### Compito da svolgere
Prosegui la recensione di Born This Way di Lady GaGa, riprendendo subito dopo l'ultima frase riportata.

### Testo da leggere
·····

Il 23 maggio 2011 è uscito Born This Way di Lady GaGa. Dopo un anno di attesa, infervorata dalle ovazioni dei fortunati primi ascoltatori (e anche dalla stessa GaGa, con pochissima modestia), finalmente il tanto atteso terzo album della cantante più seguita del momento si presta agli ascolti della massa.
Già dalla cover, l’album si presenta sicuramente come qualcosa di strano, cioè normale conoscendo il personaggio che l’ha prodotto: una sfinge versione duemila, dove il corpo di una GaGa ruggente è sostituito da una moto, pronta a sferragliare e partire a razzo. La moto non è causale: ascoltando i diversi brani è in realtà un elemento ricorrente, sia inteso come simbolo di viaggio, quindi di libertà ma anche se inteso come icona di personaggi rudi, vestiti con giacche di pelle e stivali. E magari facenti parte di una band rock. Pur affidandosi alla ormai stereotipata electro-dance, infatti GaGa fa abbondante uso di chitarre elettriche ma anche di sax e di un organo.
Proprio il suono dell’organo viene in mente ascoltando l’inizio della prima canzone, “Marry the Night”: una sorta di marcia funerea accompagna GaGa ormai pronta a cavalcare la notte, promettendo a se stessa di non disperarsi mai più e proclamandosi una regina guerriera. E’ interessante come la canzone prenda una direzione malinconica, benché il beat dance cominci ad incalzare e i suoni synth si facciano strada tra le sue varie confessioni di essere prima una perdente e una vincente poi.
Molto interessanti dal punto di vista elettronico sono “Government Hooker” e “Scheiße”. La prima si riferisce alle “puttane del governo”, con un testo scarno e un invito al presedente J. F. Kennedy di metterle le mani addosso. L’inizio con i gorgheggi di GaGa non farebbero mai pensare l’intrusione di un battito così potente: con pochi suoni elettronici ma giusti, forse questa è una delle migliori canzoni dance dell’album. Lo stesso vale per “Scheibe”, dove il testo passa quasi in secondo piano, cioè frasi in tedesco come il titolo, in favore della musica, ancora molto dance ed elettronica, ma non disturbante e chiassosa, anzi possente e dettagliata. Scarna anche è la loro struttura: se uscissero come singoli, questi brani non potrebbero certo contare su un ritornello catchy o un motivo ad effetto. Sarebbe la musica a colpire, il potente beat. Lontano insomma dalla preistorica “Just Dance” o dalla sputtanata “Alejandro”.

·····

[Record di annotazione della posizione]
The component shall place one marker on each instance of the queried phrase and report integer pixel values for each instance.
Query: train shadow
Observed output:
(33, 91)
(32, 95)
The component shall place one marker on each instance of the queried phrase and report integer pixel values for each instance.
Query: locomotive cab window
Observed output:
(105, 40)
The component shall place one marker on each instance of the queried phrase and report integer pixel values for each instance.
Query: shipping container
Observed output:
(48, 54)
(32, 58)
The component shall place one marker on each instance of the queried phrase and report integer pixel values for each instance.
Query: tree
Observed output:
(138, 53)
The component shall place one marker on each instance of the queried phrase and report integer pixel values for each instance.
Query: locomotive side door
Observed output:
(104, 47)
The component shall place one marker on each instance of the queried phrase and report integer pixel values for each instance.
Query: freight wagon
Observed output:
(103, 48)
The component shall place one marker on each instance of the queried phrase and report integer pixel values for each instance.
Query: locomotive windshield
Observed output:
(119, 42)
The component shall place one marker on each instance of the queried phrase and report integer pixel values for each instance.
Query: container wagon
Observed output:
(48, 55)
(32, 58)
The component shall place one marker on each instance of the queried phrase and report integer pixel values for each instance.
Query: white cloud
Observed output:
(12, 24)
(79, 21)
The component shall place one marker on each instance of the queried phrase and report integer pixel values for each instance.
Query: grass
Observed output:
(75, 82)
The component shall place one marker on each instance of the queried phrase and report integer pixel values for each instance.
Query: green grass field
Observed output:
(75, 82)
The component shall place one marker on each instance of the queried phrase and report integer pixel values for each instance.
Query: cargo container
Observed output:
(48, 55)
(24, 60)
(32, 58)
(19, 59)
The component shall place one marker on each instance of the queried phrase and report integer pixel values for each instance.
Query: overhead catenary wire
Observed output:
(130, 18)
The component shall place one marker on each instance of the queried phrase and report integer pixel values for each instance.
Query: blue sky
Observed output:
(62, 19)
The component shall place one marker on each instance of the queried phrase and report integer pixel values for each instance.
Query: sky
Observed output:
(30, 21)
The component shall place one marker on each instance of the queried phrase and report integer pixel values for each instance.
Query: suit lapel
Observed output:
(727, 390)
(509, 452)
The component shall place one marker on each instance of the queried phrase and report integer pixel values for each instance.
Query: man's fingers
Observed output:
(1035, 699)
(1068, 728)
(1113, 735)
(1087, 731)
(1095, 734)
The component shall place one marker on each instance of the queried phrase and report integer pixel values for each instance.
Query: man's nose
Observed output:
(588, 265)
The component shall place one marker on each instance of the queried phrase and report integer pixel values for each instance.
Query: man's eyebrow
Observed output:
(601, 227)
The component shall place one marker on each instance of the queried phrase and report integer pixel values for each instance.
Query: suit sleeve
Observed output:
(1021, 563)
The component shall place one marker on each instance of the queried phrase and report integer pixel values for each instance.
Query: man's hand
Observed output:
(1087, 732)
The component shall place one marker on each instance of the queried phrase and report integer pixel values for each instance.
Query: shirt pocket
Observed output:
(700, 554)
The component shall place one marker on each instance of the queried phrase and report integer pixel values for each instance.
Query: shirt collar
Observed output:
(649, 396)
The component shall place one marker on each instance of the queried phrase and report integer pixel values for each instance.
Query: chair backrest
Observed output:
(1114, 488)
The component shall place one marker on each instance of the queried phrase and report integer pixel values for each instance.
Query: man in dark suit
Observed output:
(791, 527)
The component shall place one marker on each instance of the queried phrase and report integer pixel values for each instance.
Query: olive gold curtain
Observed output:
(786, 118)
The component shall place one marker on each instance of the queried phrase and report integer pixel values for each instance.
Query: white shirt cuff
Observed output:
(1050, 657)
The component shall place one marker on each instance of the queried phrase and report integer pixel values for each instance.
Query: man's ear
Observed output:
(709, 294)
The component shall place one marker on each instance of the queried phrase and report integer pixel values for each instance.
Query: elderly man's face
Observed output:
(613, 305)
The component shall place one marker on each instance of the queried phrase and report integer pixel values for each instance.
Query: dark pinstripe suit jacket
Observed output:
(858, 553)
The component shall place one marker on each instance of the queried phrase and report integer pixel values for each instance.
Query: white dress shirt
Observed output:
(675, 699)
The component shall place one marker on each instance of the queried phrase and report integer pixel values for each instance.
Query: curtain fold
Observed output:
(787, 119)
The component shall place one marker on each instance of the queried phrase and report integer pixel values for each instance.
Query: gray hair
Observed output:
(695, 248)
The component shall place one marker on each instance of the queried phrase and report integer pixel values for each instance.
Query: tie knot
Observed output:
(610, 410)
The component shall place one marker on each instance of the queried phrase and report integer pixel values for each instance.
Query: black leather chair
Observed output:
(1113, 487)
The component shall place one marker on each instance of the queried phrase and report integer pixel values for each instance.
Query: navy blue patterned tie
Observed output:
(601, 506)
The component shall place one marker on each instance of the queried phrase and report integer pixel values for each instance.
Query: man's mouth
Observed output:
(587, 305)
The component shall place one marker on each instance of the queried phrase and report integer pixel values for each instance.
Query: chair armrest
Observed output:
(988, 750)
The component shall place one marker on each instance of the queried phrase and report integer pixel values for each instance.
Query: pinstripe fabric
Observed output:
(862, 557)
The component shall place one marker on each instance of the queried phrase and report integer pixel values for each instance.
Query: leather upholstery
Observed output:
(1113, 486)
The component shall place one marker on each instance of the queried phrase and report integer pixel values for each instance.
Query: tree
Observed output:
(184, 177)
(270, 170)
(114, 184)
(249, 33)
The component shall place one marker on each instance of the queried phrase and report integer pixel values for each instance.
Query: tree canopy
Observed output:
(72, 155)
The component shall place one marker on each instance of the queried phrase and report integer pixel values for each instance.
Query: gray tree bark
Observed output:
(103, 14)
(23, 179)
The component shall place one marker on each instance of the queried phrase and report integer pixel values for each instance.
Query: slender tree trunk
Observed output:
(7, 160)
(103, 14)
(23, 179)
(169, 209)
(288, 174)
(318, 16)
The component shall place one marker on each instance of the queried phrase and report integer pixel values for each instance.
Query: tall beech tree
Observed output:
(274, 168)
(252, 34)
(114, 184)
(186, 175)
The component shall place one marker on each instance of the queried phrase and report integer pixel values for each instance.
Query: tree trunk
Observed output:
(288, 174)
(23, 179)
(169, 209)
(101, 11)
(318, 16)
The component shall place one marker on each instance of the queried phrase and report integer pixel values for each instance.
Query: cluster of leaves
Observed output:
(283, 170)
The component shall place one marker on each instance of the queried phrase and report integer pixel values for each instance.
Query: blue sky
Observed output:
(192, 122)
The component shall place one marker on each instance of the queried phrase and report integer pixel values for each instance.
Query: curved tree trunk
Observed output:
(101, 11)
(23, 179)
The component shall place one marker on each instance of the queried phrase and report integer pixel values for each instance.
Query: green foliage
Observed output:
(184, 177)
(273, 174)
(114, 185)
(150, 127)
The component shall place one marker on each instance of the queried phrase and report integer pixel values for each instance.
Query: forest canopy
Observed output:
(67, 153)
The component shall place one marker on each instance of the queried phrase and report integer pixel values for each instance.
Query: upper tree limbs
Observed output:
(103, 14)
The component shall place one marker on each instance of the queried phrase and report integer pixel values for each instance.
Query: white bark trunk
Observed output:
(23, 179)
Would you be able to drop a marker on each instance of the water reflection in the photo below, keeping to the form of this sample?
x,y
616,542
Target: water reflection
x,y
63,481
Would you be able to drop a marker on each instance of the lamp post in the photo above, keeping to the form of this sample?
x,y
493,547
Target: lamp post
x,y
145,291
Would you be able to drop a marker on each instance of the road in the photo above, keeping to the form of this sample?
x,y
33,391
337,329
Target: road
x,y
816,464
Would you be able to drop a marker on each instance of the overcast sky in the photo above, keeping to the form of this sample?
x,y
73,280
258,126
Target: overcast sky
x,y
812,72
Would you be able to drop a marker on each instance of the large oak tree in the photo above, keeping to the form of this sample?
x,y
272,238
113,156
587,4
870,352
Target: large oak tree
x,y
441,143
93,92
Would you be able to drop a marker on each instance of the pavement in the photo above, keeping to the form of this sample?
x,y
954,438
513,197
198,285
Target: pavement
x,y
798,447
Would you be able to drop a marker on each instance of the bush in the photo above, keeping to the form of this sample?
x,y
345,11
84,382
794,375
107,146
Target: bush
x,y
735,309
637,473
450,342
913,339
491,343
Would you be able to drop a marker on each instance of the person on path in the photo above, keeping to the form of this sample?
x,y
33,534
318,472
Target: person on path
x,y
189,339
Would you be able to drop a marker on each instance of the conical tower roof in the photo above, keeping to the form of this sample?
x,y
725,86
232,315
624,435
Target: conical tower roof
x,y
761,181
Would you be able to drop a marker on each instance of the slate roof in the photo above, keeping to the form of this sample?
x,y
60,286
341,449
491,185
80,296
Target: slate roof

·····

### La risposta
E sulla via dell’essere sputtanata è sicuramente “Americano”: richiamando il mandolino italico e frasi in una sorta di spagnolo “americanizzato”, questo brano si presenta come il meno interessante ma sicuramente costruito strizzando l’occhio alle varie charts e alla stagione estiva.
Il beat dance si riposa finalmente, offrendoci il primo assaggio del sax in “Hair”. Con uno spirito adolescenziale, Lady GaGa urla ai suoi genitori di voler essere ciò che lei sente, e quello che sente è il bisogno di essere liberi. Incursioni rock sono presenti quando viene scandito perbene il suo inno: essere libera come i suoi capelli. Una delle rare occasioni di GaGa dove si può ascoltare una canzone senza elementi tamarri o fortemente dance (e senza neanche un testo così ispirato come si voglia far pensare).
Il tema del viaggio ritorna in “Highway Unicorn”, synthpop fuso alla fine da una sezione di organo mentre si guida verso la strada dell’amore, bevendo fino alla morte. Il tema sacrale viene ripreso in “Electric Chapel”, rock e campane da chiesa fanno da base alle creazione del santuario sacro di GaGa, il suo corpo, e all’invito di entrare per essere al sicuro. Anche “Bloody Mary” si presenta in modo singolare per essere una canzone di GaGa: un pizzicato iniziale e un coro maschile che invoca il suo nome preparano un’atmosfera cupa per le frasi con chiari riferimenti biblici (ancora) e alla figura del famoso fantasma folkloristico.
Finiti i discorsi religiosi, GaGa torna alle origini con "You and I" al piano, facendo una romantica dichiarazione d’amore arricchita ancora una volta da elementi rock, ad opera di un esperto nel settore, il chitarrista dei Queen Brian May, tant’è che la voce della cantante sembra passare in secondo piano.
“The Edge of Glory” chiude l’album con ottimismo, con una GaGa sulla soglia della felicità e ancora con il sax suonato da Clarence Clemons, per un’ultimo battito di cuore e di dance questa volta richiamando gli anni ‘90.
L’album nel complesso si presenta un prodotto buono. Alcune canzoni da scartare ci sono (come “Bad Kids”, “Heavy Metal Lover” o addirittura i primi due singoli, “Born This Way” e “Judas”, estremamente scontati e con l’obiettivo di tener un singolo in top ten al momento dell’uscita del disco), ma considerando le piccole innovazioni portate nel proprio campo da GaGa, può essere un progetto da valutare.
Sicuramente le innovazioni non sono introdotte nel mercato musicale: non ci sono elementi nuovi o temi scottanti tanto da proclamare l’album come il “migliore del decennio” oppure che porti ad una qualunque rivoluzione culturale (come era stato promesso dalla stessa Lady). Sicuramente si presenta ad un livello diverso dai vari lavori che governano il mercato del pop, ma una vera virata non si intravede.
Se l’obiettivo è diventare un’artista bisogna quindi smussare ancora un po’ quei lati truzzi che spesso e ben volentieri GaGa lascia trasparire, attraverso video monumentali spesso mal costruiti e facili al crollo (vedi “Judas”), e bisognerebbe ridimensionare l’ego spropositato che il suo personaggio sta acquisendo, a tal punto da soffocare la persona Stefani Germanotta che fin dalla tenera età canticchiava al pianoforte, non avendo la minima idea suppongo che si sarebbe svenduta alla dance electro-trash.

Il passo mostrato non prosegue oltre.